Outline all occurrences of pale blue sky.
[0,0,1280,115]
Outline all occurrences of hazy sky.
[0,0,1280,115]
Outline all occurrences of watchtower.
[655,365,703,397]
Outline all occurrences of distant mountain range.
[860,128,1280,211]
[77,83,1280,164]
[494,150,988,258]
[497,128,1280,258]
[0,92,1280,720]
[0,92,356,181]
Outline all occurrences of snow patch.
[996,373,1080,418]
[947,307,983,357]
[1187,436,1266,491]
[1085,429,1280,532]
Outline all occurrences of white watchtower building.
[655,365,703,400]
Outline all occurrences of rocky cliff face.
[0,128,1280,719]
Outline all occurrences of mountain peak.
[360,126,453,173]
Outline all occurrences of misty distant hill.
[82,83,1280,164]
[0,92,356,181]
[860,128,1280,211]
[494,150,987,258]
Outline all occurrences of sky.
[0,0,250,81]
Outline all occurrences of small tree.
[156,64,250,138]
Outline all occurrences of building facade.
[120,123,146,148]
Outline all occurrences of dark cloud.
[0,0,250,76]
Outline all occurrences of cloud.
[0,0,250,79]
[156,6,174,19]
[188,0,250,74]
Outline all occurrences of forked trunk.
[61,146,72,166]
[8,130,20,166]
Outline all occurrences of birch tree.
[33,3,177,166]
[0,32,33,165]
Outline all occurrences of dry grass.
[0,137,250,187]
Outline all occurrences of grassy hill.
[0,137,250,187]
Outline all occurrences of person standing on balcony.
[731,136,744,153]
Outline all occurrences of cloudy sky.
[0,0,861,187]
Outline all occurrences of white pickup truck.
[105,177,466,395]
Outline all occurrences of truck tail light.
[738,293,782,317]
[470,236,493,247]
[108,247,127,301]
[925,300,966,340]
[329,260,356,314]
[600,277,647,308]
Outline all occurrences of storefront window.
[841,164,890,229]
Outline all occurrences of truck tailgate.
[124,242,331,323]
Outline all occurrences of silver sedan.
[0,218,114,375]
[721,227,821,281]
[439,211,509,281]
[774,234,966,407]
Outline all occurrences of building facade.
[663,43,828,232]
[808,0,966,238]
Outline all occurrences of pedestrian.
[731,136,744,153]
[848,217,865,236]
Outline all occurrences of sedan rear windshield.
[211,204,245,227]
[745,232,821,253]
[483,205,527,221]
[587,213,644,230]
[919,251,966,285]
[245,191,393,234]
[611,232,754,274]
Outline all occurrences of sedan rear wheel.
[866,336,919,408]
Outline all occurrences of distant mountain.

Challenge:
Recast all of the rows above as one numbered list, one line per item, with blank lines omitted.

Task solution:
1. Outline all occurrences of pale blue sky.
2. [0,0,1280,115]
3. Outline all occurrences of hazy sky.
4. [0,0,1280,115]
5. Outline all occurrences of watchtower.
6. [655,365,703,397]
7. Outline all occurrences of distant mountain range.
8. [860,128,1280,211]
9. [77,83,1280,164]
10. [494,150,988,258]
11. [497,128,1280,258]
12. [0,92,1280,720]
13. [0,92,356,181]
14. Outline all occurrences of snow patch.
15. [996,373,1080,418]
16. [947,307,983,357]
17. [1187,436,1266,491]
18. [1085,429,1280,532]
19. Outline all occurrences of white watchtower building.
20. [655,365,703,400]
21. Outline all occurrences of rocky cliff face.
22. [0,128,1280,719]
23. Outline all occurrences of mountain peak.
24. [360,126,453,173]
25. Outline all occurrences of misty distant hill.
26. [82,83,1280,164]
27. [0,92,356,181]
28. [860,128,1280,211]
29. [494,150,987,258]
30. Outline all occurrences of sky.
31. [0,0,250,81]
32. Outline all occurrences of small tree.
33. [156,64,250,138]
34. Outline all occurrences of building facade.
35. [120,123,146,148]
36. Outline all occurrences of dark cloud.
37. [0,0,250,76]
38. Outline all occurrences of cloud.
39. [0,0,250,79]
40. [156,6,174,19]
41. [188,0,250,74]
42. Outline all occurrences of forked trunk.
43. [61,146,72,166]
44. [8,130,20,166]
45. Outline all occurrences of birch tree.
46. [33,3,177,166]
47. [0,32,33,165]
48. Outline all occurrences of dry grass.
49. [0,137,250,187]
50. Outline all occurrences of grassy hill.
51. [0,137,250,187]
52. Outline all occurrences of person standing on balcony.
53. [731,136,744,153]
54. Outline all occurrences of cloudy sky.
55. [0,0,861,187]
56. Outline all occurrences of white pickup truck.
57. [105,177,466,395]
58. Outline all occurrences of truck tail light.
59. [738,293,782,317]
60. [470,236,493,247]
61. [108,247,127,301]
62. [925,300,966,340]
63. [329,260,356,314]
64. [600,277,647,308]
65. Outline all occurrences of storefront window.
66. [841,164,890,229]
67. Outline all occurrences of truck tailgate.
68. [124,242,331,323]
69. Outline all occurrences of silver sedan.
70. [0,218,114,375]
71. [721,227,821,281]
72. [439,211,509,281]
73. [774,234,966,407]
74. Outline all occurrences of building facade.
75. [663,43,828,232]
76. [808,0,966,238]
77. Outline all occurrences of pedestrian.
78. [731,136,744,153]
79. [848,217,865,236]
80. Outline all occurrences of sedan rear windshield.
81. [211,204,245,227]
82. [745,232,821,253]
83. [483,205,527,221]
84. [587,213,644,230]
85. [919,251,966,285]
86. [245,191,393,234]
87. [611,232,754,274]
88. Outline all occurrences of sedan rear wheel.
89. [866,336,919,408]
90. Outline all occurrences of distant mountain.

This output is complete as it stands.